# Problem requirements:
Reproduce verbatim everything in the items below from the line containing "Each instance of the utility" down to the line containing "pixel 920 188", including both of those lines. Output nothing outside that span.

— Start —

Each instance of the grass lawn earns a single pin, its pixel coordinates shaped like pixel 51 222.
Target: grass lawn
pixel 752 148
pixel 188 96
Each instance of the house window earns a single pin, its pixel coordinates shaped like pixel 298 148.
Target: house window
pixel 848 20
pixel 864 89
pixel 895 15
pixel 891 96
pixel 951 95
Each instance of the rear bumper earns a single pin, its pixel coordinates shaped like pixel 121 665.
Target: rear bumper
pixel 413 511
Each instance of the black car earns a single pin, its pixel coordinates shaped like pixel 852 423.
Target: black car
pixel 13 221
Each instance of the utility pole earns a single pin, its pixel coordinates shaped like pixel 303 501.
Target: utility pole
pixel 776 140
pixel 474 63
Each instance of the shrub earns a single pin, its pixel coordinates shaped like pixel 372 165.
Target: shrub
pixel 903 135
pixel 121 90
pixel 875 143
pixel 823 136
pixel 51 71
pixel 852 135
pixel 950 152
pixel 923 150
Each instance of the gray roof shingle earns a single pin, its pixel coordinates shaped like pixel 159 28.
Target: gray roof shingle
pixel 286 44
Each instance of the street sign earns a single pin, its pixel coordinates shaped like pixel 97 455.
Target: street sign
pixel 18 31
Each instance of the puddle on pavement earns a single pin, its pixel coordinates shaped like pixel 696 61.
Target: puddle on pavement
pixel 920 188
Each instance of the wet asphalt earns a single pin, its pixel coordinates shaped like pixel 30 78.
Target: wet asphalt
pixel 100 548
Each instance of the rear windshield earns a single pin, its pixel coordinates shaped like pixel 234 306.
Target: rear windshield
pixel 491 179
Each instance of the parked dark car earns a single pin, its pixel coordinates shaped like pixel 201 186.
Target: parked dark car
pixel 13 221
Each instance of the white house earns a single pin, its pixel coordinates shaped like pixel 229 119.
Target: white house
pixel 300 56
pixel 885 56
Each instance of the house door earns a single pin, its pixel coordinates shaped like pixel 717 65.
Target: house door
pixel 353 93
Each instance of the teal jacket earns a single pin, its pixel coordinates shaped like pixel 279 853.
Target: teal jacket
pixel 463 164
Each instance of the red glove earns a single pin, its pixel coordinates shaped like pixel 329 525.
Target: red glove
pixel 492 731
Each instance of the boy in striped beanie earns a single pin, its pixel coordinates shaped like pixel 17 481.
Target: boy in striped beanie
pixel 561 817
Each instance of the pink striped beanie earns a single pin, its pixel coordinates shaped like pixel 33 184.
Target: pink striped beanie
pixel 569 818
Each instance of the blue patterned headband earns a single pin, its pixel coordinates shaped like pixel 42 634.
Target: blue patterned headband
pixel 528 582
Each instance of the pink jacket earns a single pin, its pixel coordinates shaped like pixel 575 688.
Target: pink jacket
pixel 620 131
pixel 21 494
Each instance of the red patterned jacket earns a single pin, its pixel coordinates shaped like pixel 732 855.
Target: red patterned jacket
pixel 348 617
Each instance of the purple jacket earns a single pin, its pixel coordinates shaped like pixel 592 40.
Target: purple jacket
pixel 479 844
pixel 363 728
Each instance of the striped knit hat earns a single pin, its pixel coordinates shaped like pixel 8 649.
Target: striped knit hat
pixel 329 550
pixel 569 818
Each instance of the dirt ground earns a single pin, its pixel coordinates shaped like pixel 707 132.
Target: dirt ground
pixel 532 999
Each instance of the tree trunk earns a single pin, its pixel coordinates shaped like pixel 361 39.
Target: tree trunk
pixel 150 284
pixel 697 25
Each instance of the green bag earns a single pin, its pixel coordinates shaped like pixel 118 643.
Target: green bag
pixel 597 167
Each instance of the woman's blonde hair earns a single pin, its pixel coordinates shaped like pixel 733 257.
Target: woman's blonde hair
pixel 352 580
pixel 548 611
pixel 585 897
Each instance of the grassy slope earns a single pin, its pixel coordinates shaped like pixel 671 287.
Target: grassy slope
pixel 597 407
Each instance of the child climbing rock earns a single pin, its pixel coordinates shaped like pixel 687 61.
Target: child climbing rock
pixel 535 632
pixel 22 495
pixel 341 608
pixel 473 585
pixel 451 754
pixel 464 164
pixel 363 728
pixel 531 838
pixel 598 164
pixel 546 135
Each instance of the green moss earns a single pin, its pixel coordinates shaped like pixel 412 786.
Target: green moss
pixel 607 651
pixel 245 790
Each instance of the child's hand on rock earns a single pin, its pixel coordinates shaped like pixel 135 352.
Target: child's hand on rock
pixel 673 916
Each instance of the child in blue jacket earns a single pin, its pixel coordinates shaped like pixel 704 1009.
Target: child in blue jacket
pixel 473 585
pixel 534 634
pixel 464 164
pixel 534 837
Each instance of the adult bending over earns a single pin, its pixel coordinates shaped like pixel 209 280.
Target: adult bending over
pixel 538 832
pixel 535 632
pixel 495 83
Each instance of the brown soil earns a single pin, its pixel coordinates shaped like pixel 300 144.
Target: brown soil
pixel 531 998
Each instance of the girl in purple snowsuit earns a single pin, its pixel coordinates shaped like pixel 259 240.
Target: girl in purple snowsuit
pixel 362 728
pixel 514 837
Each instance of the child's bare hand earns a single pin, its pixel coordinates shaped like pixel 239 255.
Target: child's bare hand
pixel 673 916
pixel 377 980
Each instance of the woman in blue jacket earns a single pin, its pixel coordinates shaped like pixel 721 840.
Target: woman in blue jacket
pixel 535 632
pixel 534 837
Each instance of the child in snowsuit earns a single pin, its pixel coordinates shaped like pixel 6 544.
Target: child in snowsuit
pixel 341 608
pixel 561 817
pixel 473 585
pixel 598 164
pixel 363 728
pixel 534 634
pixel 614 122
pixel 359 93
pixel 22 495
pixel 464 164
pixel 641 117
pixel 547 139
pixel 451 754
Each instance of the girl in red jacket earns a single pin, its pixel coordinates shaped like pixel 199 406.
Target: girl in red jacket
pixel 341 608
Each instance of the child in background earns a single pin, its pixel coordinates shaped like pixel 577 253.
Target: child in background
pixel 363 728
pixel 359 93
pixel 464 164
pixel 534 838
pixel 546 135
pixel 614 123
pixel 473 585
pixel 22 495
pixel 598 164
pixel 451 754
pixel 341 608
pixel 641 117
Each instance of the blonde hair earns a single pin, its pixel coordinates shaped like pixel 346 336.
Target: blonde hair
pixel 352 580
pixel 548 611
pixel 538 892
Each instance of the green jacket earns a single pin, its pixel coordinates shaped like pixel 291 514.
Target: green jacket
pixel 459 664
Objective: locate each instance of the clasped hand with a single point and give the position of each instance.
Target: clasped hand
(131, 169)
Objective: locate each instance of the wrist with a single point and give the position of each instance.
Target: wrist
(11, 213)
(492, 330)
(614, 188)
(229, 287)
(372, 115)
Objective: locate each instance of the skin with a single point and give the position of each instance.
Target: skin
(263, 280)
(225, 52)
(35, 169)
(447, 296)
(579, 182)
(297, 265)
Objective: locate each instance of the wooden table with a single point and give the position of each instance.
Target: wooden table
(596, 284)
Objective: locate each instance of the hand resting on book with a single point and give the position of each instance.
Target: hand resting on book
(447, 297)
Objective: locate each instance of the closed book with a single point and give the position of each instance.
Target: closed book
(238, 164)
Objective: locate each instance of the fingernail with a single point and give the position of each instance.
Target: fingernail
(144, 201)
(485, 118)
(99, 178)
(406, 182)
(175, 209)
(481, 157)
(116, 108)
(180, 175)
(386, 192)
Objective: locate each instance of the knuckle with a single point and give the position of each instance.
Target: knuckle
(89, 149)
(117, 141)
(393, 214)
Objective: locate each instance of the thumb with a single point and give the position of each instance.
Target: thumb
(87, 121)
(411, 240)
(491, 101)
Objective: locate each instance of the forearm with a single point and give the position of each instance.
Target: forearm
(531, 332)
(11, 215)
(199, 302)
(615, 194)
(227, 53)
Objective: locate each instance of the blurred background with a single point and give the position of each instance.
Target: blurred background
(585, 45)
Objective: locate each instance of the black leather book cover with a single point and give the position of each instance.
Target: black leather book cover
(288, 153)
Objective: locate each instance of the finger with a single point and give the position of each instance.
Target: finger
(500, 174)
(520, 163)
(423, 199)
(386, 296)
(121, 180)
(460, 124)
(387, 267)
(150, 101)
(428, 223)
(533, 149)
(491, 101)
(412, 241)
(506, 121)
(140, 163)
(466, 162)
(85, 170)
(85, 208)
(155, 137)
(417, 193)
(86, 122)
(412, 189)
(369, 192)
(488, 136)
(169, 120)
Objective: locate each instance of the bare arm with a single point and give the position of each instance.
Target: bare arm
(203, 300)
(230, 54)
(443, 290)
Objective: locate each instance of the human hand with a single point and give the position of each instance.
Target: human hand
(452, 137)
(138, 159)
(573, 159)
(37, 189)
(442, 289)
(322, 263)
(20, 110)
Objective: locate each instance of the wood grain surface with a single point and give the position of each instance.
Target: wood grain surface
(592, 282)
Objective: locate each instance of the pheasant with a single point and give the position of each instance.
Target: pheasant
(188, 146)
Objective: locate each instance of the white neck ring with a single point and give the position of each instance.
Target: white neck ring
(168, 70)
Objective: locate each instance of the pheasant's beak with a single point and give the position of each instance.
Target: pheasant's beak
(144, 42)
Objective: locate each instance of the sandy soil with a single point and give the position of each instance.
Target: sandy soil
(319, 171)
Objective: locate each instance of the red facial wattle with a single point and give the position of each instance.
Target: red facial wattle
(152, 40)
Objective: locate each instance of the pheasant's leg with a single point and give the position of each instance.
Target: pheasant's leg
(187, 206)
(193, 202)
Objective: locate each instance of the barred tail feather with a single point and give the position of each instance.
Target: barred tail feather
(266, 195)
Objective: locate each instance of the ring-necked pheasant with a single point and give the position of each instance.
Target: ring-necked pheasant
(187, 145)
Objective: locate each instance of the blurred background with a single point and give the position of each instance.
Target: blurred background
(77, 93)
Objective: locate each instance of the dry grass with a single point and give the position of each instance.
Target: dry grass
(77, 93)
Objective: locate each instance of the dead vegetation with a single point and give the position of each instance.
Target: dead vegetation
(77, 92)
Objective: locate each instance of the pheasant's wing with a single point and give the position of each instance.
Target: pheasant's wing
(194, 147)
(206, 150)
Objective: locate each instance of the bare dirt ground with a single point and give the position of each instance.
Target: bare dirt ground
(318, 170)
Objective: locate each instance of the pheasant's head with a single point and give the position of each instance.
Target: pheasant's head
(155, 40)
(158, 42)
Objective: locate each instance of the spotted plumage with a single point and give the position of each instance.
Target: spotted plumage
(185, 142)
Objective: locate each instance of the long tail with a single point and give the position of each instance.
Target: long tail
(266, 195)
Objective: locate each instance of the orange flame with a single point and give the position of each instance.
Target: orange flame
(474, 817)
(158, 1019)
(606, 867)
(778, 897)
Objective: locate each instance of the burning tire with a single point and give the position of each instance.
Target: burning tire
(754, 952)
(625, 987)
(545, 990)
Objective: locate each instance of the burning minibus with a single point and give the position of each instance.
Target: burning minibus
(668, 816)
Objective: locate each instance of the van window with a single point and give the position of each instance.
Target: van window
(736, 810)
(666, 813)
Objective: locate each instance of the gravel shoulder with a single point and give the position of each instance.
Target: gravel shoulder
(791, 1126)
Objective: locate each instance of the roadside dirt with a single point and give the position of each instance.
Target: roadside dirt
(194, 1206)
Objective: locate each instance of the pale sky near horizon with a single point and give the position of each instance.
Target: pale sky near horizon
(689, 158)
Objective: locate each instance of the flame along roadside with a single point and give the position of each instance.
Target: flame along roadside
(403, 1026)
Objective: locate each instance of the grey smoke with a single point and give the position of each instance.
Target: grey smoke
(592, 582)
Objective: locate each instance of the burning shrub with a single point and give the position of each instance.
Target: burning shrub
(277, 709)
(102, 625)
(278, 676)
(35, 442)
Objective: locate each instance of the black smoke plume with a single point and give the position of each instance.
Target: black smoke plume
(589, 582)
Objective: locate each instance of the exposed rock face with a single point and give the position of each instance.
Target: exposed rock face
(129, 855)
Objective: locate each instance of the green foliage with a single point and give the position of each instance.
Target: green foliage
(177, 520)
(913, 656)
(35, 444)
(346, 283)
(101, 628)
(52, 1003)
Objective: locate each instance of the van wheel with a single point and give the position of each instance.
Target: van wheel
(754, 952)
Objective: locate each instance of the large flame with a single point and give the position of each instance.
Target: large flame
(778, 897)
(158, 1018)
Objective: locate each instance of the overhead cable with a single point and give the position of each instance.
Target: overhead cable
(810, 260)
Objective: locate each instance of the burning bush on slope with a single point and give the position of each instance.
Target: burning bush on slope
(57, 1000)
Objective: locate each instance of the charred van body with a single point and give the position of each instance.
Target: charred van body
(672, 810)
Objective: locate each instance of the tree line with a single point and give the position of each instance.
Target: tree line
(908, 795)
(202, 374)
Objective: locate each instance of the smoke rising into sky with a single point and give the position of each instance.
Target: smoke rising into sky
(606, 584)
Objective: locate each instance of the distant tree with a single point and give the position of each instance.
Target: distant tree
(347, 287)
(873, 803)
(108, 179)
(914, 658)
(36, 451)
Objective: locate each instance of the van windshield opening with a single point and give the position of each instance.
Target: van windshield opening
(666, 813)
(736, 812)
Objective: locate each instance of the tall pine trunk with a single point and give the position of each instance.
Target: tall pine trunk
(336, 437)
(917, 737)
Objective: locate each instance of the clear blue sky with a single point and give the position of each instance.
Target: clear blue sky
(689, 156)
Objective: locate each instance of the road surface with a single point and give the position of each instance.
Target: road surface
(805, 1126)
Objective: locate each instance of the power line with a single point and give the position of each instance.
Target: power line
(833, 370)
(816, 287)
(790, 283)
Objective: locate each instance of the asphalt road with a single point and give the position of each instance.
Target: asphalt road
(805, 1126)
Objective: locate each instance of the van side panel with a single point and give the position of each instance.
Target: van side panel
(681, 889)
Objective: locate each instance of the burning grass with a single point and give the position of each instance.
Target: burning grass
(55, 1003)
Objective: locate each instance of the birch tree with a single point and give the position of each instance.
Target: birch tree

— End —

# Response to the exercise:
Each instance of the utility pole earns a single pin, its pixel coordinates shaped like pixel 303 501.
Target: utility pole
pixel 776 140
pixel 474 63
Each instance of the shrub earns a single pin, its pixel coordinates shaped like pixel 372 165.
Target: shrub
pixel 903 135
pixel 121 90
pixel 875 143
pixel 823 136
pixel 51 71
pixel 852 135
pixel 950 152
pixel 923 150
Each instance of the gray roof shingle earns a single pin, its pixel coordinates shaped like pixel 159 28.
Target: gray roof shingle
pixel 286 44
Each instance of the street sign earns a single pin, its pixel coordinates shaped like pixel 97 455.
Target: street sign
pixel 18 31
Each instance of the puddle on pavement earns a single pin, its pixel coordinates shaped like pixel 696 61.
Target: puddle on pavement
pixel 920 188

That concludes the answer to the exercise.